=== Page text ===
Beyond Quixotic Climate Change Melancholy; Or, Sancho Knows Bullshit When He Smells It

(With some help from William Egginton y Bradley Nelson)

Eric Drooker’s 15 Nov 2021 cover for The New Yorker, titled “The Impossible Dream,” exploited the melancholy figure of Don Quixote to make an ominous comment on the Glasgow Climate Change Conference. In response I wrote a letter which, revised with input from William Egginton (on early modern and current politics) and Bradley Nelson (who asked “Where is Sancho?”), I sent to the editor of The New Yorker on behalf of the Cervantes Public Project. I reproduce it here, with my own Spanish version. The New Yorker did not choose to publish it, but Steven Hessel invited Eric Drooker to discuss the cover with William Egginton and me on his podcast Pod Quixote, in the 24 Nov 2021 episode.

Dear Editor,

Eric Drooker’s latest cover depicts Don Quixote, alone, his lance lowered, gazing forlornly at wind turbines that represent “the impossible dream” of renewable energy replacing fossil fuels, while in the distance a city is engulfed by flames under an overheated sky. This powerful image inverts the mad knight’s relationship to the windmills he usually attacks, converting them instead into his allies against corporations that put their profits before the needs of all humanity. Originally, though, Cervantes’ anti-hero served to mock the illusions propagated by a failing political order as it struggled to hold its power over an increasingly alienated and suffering populace. Drooker hails from the Lower East Side, where back in the 70s a street theater spectacle, Don Quixote of Loisaida, repurposed Quixote’s chivalric-carnivalesque mission to emblematize the resistance of the downtrodden. Sadly, Man of La Mancha’s saccharin idealism watered that rebellion down to the point of unrecognizability. Where is the mirth? Where community? In a word, where is Sancho? The comic understanding of Cervantes’s masterpiece as political satire points beyond desperate utopianism. In the version of Don Quixote he would rewrite for our time, his loony egomaniac would trumpet the truisms of supply-side economics, wage righteous war against tax increases of any kind, and defend the honor of much-maligned corporations—all the while exposing by the sheer absurdity of his exploits the vacuity of the super-wealthy’s claims to self-sufficiency and the emptiness of the instant-gratification consumerism quite literally fueling the warming of our planet.

A few records:
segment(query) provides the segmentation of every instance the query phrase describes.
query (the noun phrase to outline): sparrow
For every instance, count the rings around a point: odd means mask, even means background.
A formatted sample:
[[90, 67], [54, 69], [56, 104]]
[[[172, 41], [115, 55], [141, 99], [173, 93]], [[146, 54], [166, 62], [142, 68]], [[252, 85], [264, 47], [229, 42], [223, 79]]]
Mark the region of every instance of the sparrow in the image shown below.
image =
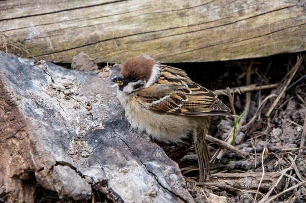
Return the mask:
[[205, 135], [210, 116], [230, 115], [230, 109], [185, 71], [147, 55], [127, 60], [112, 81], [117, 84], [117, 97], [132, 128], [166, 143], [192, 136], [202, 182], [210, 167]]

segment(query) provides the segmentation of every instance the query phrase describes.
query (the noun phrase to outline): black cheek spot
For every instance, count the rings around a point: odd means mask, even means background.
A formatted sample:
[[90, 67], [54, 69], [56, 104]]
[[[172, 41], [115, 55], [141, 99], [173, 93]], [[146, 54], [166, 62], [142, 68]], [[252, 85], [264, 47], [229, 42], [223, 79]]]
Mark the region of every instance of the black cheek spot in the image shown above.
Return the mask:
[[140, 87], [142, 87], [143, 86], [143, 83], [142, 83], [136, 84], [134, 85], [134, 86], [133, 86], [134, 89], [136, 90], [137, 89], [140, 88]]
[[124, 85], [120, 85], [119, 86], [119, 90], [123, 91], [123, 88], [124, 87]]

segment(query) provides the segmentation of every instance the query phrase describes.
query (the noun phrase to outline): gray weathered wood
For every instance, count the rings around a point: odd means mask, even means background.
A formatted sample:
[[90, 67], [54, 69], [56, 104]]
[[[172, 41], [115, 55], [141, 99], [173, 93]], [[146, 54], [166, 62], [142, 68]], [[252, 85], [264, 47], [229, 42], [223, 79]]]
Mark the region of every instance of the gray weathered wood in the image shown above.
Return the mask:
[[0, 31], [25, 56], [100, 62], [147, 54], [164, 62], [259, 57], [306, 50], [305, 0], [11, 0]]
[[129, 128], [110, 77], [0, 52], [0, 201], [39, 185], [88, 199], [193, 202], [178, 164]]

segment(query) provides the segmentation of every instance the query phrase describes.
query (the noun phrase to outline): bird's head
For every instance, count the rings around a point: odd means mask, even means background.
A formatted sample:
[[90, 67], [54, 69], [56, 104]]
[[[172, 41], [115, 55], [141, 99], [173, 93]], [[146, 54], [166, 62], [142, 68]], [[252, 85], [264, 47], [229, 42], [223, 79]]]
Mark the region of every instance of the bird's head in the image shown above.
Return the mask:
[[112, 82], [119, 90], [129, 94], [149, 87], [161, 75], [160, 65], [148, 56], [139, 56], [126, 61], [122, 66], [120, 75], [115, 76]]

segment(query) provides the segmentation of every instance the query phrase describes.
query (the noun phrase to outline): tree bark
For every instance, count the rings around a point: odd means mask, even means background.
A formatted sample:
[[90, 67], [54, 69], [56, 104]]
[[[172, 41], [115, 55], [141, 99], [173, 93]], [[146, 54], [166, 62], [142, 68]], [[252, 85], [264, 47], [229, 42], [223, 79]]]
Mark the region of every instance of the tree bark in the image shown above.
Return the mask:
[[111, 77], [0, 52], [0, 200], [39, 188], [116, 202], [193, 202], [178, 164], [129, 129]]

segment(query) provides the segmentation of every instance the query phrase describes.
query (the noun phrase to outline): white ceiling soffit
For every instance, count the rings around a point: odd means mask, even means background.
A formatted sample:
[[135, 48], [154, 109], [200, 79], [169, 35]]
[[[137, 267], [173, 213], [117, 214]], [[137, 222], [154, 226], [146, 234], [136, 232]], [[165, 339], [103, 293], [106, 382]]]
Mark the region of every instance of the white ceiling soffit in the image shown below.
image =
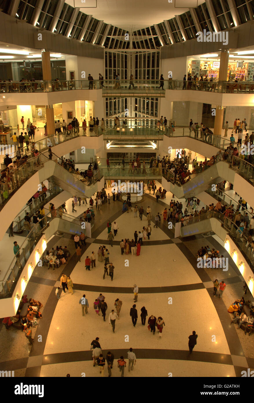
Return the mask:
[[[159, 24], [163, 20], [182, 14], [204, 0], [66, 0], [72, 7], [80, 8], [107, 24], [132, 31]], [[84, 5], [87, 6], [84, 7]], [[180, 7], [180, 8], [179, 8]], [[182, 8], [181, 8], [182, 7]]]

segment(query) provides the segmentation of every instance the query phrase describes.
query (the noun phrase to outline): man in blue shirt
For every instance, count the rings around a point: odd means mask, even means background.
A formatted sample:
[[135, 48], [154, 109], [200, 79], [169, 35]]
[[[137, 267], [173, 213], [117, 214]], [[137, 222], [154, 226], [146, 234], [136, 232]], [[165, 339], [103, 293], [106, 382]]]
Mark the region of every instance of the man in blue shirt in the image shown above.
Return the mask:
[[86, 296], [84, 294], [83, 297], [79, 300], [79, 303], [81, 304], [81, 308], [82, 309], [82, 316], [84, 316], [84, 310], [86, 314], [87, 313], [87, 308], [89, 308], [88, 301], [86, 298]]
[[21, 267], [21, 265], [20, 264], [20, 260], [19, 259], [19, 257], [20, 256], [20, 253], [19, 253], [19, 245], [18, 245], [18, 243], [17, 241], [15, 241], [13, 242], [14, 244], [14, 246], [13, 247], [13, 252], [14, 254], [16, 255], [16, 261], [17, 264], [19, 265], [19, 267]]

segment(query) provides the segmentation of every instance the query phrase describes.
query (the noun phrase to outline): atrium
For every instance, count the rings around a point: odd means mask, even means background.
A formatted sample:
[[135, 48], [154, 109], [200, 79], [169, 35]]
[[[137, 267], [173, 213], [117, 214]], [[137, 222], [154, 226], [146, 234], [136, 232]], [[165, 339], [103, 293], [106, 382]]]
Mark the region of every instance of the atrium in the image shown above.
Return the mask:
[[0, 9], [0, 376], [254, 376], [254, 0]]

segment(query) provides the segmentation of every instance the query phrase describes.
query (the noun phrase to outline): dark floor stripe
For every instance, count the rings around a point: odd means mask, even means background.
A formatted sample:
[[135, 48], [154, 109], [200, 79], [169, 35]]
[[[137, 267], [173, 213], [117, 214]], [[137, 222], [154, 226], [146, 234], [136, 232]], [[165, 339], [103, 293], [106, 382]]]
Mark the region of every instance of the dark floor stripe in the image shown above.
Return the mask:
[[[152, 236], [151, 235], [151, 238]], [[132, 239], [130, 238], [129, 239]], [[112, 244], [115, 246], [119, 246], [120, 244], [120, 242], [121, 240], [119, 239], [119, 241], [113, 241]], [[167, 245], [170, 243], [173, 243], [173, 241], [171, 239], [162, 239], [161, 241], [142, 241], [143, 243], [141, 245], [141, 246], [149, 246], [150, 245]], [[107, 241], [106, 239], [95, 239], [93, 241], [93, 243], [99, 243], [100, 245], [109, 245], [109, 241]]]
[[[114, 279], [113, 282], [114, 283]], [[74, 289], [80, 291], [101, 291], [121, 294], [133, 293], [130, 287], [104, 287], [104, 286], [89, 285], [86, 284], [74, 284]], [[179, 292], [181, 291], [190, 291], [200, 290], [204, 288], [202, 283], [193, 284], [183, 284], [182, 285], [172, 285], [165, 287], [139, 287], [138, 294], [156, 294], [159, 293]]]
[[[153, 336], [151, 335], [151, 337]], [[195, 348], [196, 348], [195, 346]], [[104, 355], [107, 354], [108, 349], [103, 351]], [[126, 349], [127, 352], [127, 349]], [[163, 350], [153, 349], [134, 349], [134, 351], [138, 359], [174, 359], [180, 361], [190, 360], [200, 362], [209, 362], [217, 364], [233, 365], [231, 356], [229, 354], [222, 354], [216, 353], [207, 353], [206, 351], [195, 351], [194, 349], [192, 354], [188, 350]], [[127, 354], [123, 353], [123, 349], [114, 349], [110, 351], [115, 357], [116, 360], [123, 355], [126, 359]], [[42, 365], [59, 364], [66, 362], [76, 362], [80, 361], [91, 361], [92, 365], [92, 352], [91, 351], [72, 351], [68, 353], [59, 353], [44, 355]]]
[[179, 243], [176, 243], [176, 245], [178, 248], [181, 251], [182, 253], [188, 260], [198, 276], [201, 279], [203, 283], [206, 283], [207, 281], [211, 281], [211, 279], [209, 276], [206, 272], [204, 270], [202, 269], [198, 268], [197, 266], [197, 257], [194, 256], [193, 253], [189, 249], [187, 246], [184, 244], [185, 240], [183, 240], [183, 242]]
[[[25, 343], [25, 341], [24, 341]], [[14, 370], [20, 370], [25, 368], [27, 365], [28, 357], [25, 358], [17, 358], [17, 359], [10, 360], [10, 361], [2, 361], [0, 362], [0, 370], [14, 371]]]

--

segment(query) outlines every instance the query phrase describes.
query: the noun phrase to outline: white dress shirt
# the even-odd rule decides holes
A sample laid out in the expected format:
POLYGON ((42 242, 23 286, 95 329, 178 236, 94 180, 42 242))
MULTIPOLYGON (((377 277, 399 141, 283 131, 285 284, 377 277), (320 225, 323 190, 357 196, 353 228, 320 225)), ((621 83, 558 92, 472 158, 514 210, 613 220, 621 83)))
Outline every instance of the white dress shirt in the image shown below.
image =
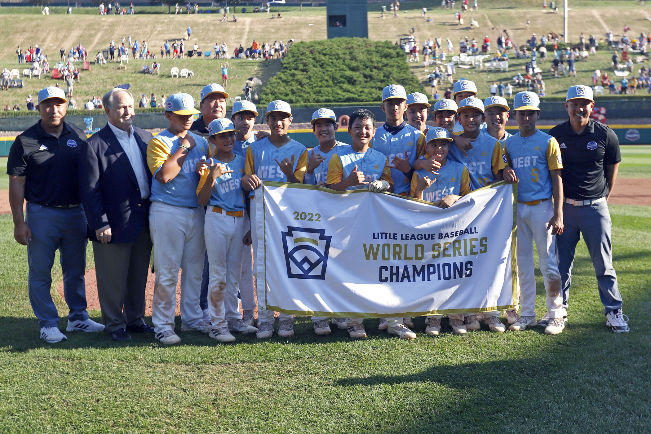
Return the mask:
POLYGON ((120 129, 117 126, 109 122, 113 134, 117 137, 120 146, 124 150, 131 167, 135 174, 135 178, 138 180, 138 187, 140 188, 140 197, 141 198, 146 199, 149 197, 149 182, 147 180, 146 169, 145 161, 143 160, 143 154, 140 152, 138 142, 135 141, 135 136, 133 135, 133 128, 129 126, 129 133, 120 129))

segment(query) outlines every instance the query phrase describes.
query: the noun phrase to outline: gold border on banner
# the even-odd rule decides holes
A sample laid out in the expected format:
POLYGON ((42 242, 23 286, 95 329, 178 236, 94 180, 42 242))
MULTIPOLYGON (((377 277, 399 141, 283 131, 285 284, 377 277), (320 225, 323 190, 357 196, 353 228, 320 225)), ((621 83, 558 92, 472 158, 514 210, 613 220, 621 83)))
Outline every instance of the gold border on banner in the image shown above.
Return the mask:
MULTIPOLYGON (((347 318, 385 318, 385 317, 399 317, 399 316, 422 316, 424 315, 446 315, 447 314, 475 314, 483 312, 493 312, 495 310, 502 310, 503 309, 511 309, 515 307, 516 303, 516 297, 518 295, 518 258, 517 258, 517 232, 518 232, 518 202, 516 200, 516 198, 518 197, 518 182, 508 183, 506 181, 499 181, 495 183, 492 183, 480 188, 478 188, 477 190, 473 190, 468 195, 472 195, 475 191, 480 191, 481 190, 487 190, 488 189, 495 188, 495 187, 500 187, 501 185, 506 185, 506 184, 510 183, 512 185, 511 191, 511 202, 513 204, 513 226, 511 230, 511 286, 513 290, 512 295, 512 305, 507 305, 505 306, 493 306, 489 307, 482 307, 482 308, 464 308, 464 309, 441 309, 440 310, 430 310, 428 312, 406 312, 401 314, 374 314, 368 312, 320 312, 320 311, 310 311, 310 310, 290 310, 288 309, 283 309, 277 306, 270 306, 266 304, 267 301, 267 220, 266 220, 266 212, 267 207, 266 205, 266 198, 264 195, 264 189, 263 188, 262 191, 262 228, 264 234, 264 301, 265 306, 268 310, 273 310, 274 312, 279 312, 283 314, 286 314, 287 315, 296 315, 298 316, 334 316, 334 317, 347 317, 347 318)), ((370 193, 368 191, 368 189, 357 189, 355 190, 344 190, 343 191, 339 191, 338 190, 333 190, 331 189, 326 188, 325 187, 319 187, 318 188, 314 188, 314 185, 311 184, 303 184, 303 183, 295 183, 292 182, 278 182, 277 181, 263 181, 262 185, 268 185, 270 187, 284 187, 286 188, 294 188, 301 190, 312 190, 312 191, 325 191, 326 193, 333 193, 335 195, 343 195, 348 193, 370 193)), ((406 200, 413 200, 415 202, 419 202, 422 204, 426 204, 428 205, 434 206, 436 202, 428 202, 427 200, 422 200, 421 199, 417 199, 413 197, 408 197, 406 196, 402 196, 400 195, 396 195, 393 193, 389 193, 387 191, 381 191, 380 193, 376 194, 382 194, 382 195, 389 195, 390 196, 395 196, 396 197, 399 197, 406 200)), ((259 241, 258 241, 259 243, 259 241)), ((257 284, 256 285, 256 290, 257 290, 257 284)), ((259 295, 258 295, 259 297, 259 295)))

=== Directions ===
a – Say whether each statement agrees with the essay on the Quixote cover, answering yes or no and quoting the deciding words: (i) The New Yorker published the letter; (ii) the cover shows Don Quixote looking at wind turbines; (iii) Don Quixote of Loisaida was a street theater spectacle staged in the 70s.
b – Please extract a passage of the essay on the Quixote cover word for word, beginning at the words that have "Beyond Quixotic Climate" and stopping after "Nov 2021 episode.".
Rely on the text by itself.

=== Worked solutions ===
a –
(i) No: "The New Yorker did not choose to publish it"
(ii) Yes: "gazing forlornly at wind turbines"
(iii) Yes: "back in the 70s a street theater spectacle, Don Quixote of Loisaida"

b –
Beyond Quixotic Climate Change Melancholy; Or, Sancho Knows Bullshit When He Smells It

(With some help from William Egginton y Bradley Nelson)

Eric Drooker’s 15 Nov 2021 cover for The New Yorker, titled “The Impossible Dream,” exploited the melancholy figure of Don Quixote to make an ominous comment on the Glasgow Climate Change Conference. In response I wrote a letter which, revised with input from William Egginton (on early modern and current politics) and Bradley Nelson (who asked “Where is Sancho?”), I sent to the editor of The New Yorker on behalf of the Cervantes Public Project. I reproduce it here, with my own Spanish version. The New Yorker did not choose to publish it, but Steven Hessel invited Eric Drooker to discuss the cover with William Egginton and me on his podcast Pod Quixote, in the 24 Nov 2021 episode.